*TASK ITEM:* Scan the records below. List lines holding "hanging".

*EXERCISE MATERIALS:*

************

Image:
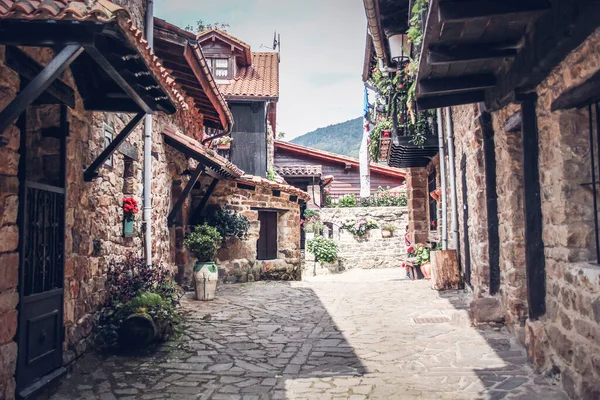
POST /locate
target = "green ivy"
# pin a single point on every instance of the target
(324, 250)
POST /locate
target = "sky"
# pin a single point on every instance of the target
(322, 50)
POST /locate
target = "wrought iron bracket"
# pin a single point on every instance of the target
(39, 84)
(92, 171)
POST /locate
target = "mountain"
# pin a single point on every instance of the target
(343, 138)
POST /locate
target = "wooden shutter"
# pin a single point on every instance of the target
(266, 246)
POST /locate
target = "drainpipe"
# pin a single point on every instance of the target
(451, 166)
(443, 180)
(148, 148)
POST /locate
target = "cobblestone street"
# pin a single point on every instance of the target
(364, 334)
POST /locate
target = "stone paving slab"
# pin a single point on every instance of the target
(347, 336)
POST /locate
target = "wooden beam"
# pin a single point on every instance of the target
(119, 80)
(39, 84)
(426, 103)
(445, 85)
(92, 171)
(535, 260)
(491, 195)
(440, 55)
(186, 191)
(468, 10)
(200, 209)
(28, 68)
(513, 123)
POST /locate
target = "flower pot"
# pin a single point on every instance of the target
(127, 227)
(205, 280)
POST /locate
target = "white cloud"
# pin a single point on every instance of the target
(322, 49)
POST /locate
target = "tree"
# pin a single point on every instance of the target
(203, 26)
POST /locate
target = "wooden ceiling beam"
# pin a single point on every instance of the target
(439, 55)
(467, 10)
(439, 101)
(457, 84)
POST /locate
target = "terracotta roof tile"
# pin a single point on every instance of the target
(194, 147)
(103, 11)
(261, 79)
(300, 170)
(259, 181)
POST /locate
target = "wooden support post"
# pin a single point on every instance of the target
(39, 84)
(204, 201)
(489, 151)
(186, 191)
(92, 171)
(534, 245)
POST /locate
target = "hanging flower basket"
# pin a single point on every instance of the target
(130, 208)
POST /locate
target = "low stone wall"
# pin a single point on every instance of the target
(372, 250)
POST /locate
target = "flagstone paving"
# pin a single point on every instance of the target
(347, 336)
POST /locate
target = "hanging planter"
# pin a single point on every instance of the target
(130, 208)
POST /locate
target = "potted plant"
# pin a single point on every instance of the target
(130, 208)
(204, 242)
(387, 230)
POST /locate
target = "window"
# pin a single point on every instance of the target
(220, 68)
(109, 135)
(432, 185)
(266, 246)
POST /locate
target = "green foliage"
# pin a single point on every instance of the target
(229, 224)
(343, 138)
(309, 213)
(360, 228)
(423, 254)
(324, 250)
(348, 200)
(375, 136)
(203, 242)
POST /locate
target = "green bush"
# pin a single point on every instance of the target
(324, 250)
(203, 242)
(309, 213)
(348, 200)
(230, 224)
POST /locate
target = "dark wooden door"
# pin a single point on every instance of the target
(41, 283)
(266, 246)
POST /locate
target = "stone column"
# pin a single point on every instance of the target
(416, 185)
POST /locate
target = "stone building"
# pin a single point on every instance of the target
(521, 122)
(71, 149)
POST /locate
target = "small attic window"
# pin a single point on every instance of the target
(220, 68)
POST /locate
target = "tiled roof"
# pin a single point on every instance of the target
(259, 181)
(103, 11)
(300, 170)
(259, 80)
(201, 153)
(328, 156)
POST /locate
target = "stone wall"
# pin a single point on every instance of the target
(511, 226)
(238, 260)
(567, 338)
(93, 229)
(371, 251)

************

*EXERCISE SOLUTION:*
target = "hanging flower basket"
target = "hanging planter"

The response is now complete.